[RECORDS SUPPLIED]

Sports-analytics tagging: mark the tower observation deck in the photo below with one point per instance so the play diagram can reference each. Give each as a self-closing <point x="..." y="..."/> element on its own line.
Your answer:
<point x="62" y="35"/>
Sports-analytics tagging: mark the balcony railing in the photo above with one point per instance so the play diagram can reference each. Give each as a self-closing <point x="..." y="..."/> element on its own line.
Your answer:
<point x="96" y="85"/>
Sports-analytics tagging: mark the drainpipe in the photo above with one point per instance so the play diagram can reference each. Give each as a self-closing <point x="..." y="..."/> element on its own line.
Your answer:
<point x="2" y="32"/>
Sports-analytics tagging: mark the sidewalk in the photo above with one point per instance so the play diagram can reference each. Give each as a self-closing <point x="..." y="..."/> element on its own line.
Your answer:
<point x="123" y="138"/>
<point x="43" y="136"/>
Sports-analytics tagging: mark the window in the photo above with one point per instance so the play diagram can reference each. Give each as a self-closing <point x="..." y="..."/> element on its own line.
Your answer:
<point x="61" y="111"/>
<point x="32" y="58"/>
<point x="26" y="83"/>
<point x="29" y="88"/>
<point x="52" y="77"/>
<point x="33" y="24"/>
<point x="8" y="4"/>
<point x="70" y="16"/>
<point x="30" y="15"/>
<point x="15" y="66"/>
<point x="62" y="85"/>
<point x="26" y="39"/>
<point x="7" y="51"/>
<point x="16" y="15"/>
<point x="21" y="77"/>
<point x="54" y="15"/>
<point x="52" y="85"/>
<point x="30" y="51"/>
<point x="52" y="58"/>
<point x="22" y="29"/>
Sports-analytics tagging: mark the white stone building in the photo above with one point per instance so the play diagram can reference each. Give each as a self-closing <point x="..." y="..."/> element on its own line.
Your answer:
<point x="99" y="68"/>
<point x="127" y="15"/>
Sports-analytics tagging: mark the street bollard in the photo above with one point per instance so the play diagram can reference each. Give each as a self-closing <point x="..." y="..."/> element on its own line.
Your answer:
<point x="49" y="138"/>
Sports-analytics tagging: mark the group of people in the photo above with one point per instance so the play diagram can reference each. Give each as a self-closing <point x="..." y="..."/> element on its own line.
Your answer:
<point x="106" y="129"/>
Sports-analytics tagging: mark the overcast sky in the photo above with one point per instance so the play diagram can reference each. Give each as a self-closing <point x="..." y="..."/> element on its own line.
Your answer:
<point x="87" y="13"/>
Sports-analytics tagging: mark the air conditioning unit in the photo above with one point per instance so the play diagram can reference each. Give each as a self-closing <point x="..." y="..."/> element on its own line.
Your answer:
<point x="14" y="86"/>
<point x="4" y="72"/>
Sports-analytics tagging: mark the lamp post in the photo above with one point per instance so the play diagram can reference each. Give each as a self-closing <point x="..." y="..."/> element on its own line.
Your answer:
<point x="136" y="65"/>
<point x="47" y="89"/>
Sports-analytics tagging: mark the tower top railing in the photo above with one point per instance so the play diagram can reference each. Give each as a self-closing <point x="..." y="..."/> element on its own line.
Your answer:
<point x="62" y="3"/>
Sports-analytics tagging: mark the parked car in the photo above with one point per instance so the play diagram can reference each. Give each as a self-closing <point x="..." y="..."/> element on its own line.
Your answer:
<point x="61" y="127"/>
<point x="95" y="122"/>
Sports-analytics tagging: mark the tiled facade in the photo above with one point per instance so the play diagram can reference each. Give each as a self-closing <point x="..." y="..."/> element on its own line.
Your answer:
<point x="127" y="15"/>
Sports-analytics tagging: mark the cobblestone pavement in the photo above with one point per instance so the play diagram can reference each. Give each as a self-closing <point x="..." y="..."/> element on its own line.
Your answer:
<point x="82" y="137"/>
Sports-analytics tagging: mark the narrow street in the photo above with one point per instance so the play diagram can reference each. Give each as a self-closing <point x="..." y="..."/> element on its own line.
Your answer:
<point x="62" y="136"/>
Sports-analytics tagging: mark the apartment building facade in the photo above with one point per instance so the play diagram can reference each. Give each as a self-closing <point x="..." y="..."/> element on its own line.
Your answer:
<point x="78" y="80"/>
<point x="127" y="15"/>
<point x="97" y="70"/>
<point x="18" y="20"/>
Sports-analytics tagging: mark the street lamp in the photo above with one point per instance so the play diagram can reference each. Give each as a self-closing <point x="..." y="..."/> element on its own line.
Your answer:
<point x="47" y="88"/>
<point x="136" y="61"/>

[TASK DIRECTIONS] Exactly as written, please output every entry.

[RESPONSE]
Sports-analytics tagging: mark the tower observation deck in the photo below with one point per instance so the play diagram can reference each. Give each as a self-closing <point x="..." y="..."/> element on its own line.
Your answer:
<point x="62" y="35"/>
Sports-analytics tagging: mark the balcony railing in the photo above with one point per instance so the play diagram can reference each. Give each as a self-closing <point x="..." y="..."/> element on its own line.
Your answer:
<point x="96" y="85"/>
Sports-analytics tagging: mark the drainpipe in the photo above with one point per instance so the play diagram can reference each. Give each as a self-closing <point x="..." y="..."/> element on its own line.
Your answer:
<point x="2" y="32"/>
Sports-analytics tagging: mark the sidewalk in the photo above with one point per instance so the play diagram can reference each. Give each as a self-closing <point x="..." y="..."/> element on its own line.
Your answer:
<point x="123" y="138"/>
<point x="43" y="136"/>
Sports-analytics tagging: mark the window in the photo above with one point per instance so the play diagram can reference each. Give each as a self-closing <point x="..." y="..."/> element on its own line.
Your answer:
<point x="61" y="111"/>
<point x="32" y="58"/>
<point x="26" y="83"/>
<point x="29" y="88"/>
<point x="52" y="77"/>
<point x="33" y="24"/>
<point x="8" y="4"/>
<point x="70" y="16"/>
<point x="30" y="15"/>
<point x="15" y="66"/>
<point x="62" y="85"/>
<point x="26" y="39"/>
<point x="7" y="51"/>
<point x="16" y="15"/>
<point x="21" y="77"/>
<point x="54" y="15"/>
<point x="52" y="85"/>
<point x="30" y="51"/>
<point x="52" y="58"/>
<point x="22" y="29"/>
Sports-analytics tagging: mark the white stone building in the photo above with one point per instance so the play diagram can reference each. Give each as a self-closing <point x="..." y="..."/> element on its own line.
Your answer:
<point x="99" y="68"/>
<point x="127" y="15"/>
Sports-analytics tagging: mark the street bollard in the photo above with one point per instance so the play diagram can reference each. Give each as a self-closing <point x="..." y="..."/> element on its own line.
Your answer:
<point x="49" y="138"/>
Sports-analytics tagging: mark the group of people in the photo above with one point per instance so the play diagram can reference each. Give each as a self-closing <point x="..." y="..."/> element on its own line.
Your answer:
<point x="106" y="129"/>
Sports-analytics tagging: mark the overcast sky in the photo above with one point per instance so the play diagram can reference each. Give each as a self-closing <point x="..." y="..."/> element on its own line.
Your answer:
<point x="87" y="13"/>
Sports-analytics tagging: mark the air conditioning unit in the photo above with one point per instance so the play diagram can reference each. Give each as a self-closing <point x="..." y="..."/> element on its own line.
Your answer:
<point x="14" y="86"/>
<point x="4" y="72"/>
Sports-analytics tagging: mark the lamp post in the photo above with one point per instance so the play diagram can reference each. Give each as a self-closing <point x="..." y="..."/> element on its own line.
Your answer:
<point x="136" y="65"/>
<point x="47" y="89"/>
Sports-analytics tagging: mark the tower top railing in the photo above with one point per instance so the play diagram can reference each. Give each as a self-closing <point x="..." y="..."/> element on its own line.
Your answer:
<point x="62" y="3"/>
Sports-analytics tagging: mark the parked car in the photo above with one point per instance so the play diagram can reference each. Give each as a self-closing <point x="..." y="..."/> element on its own line.
Your answer:
<point x="61" y="127"/>
<point x="95" y="122"/>
Sports-analytics tagging: mark the tiled facade in the photo above with one point per instance so the play diagram can reference each. Give each as a self-closing <point x="..." y="..."/> element on its own line.
Your answer:
<point x="127" y="15"/>
Sports-analytics tagging: mark the cobblestone pavement in the photo above with one point per instance so the play diagram can reference each. Give each as a self-closing <point x="..." y="..."/> element on its own line.
Your answer:
<point x="82" y="137"/>
Sports-analytics tagging: mark the narrow street in the photo above with one point per instance so the play diagram can reference each. Give each as a self-closing <point x="..." y="..."/> element on its own line.
Your answer:
<point x="62" y="136"/>
Sports-analytics tagging: mark the apartment building facade in the photo above with one point per instance so the play diagram can reference each. Give each as a self-closing <point x="..." y="..."/> element on its own line.
Your answer:
<point x="78" y="80"/>
<point x="127" y="15"/>
<point x="97" y="70"/>
<point x="18" y="20"/>
Sports-analytics tagging: mark the street lamp in the photo above with one point per instance so the play diagram can reference each. Give each as a self-closing <point x="..." y="..."/> element on its own line.
Your answer:
<point x="47" y="88"/>
<point x="136" y="61"/>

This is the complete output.